[Records from a dataset]
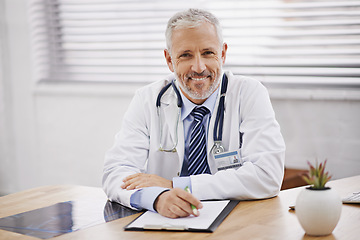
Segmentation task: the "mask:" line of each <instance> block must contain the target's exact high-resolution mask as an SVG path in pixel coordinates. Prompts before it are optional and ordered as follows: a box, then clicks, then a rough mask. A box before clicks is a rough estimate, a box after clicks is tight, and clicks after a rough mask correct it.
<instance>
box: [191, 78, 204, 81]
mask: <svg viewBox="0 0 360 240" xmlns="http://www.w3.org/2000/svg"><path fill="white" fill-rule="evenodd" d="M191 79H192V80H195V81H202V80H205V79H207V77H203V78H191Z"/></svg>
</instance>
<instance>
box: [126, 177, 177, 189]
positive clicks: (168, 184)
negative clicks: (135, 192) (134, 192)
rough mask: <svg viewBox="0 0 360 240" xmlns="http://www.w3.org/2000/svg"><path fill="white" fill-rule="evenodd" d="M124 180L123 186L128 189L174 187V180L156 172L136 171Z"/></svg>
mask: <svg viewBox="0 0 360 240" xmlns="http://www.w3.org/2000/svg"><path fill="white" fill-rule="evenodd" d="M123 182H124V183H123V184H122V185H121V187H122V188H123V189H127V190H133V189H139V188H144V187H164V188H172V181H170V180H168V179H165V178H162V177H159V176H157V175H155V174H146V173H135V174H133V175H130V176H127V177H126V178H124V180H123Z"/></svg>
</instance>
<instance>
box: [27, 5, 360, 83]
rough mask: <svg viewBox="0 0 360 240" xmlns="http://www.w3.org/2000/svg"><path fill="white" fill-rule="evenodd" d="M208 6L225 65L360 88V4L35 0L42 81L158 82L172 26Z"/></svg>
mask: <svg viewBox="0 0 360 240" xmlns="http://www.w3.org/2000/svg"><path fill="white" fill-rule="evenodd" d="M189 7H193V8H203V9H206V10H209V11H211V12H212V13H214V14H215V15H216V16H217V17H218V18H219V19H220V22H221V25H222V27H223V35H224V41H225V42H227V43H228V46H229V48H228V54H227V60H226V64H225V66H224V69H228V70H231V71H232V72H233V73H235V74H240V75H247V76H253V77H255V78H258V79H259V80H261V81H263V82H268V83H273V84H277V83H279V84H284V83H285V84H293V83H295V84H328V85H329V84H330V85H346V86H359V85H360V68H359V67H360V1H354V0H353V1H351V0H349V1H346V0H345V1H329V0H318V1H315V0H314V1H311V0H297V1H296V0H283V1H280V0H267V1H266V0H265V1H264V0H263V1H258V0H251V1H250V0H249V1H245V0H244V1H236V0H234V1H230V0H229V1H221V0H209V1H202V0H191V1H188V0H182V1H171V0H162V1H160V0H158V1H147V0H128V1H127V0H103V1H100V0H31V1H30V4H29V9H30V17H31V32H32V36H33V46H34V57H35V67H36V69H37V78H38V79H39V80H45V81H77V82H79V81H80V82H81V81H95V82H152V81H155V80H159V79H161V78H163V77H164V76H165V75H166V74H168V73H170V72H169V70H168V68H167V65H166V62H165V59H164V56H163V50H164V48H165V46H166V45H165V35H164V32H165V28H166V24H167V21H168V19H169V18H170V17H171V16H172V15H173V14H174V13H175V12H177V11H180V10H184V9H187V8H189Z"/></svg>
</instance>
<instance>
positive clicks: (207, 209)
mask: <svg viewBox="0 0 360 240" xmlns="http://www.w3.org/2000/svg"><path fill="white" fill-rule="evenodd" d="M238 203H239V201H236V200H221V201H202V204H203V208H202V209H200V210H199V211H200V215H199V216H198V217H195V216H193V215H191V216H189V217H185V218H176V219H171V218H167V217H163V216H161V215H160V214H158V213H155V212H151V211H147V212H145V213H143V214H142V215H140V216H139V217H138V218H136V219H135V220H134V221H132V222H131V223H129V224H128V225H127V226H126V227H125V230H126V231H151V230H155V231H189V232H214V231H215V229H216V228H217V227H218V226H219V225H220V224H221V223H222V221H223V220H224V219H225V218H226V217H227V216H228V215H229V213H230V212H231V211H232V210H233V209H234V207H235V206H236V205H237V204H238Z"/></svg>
--
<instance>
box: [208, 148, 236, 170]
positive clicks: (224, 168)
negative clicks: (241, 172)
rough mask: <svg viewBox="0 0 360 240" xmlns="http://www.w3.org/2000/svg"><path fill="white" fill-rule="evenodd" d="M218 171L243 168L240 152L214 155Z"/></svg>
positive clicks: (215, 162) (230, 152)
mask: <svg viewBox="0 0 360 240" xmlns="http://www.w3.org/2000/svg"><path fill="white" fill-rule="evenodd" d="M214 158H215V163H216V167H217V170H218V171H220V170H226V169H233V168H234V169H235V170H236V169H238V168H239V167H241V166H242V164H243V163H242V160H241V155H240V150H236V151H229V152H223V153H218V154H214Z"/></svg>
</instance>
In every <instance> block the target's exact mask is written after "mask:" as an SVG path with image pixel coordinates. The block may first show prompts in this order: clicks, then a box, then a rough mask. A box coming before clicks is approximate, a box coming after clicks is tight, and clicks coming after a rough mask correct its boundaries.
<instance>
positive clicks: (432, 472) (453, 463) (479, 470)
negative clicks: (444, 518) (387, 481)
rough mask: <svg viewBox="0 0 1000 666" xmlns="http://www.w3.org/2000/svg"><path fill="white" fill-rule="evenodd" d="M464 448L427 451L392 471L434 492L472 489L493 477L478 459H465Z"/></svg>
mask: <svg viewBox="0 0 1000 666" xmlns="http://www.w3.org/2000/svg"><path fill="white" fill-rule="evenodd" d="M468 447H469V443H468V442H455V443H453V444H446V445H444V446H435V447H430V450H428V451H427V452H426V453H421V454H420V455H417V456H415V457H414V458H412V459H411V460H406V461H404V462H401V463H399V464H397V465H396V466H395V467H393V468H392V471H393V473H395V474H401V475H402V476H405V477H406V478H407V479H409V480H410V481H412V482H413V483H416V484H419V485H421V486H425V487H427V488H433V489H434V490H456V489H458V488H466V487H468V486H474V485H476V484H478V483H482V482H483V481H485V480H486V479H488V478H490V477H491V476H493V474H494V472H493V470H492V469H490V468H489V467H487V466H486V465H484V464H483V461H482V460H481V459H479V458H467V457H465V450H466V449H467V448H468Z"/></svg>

* [REQUIREMENT]
Pick out each line of the rows above that contains the word "target", and copy those lines.

* [EXERCISE RESPONSE]
Segmentation task: the "mask:" line of each <instance> block must contain the target's exact high-resolution mask as an SVG path in pixel coordinates. Prompts before it are optional and ordered as follows: a box, then clicks, then a rough mask. A box before clicks is a rough estimate, a box after clicks is tight, and clicks after a rough mask correct it.
In every <instance> block the target's exact mask is written after "mask:" as an SVG path with image pixel coordinates. The block may first show prompts in this order: clicks, then a box, then a rough mask. A box coming before clicks is approximate, a box coming after clicks is tight, and clicks coming after a rough mask correct its boundaries.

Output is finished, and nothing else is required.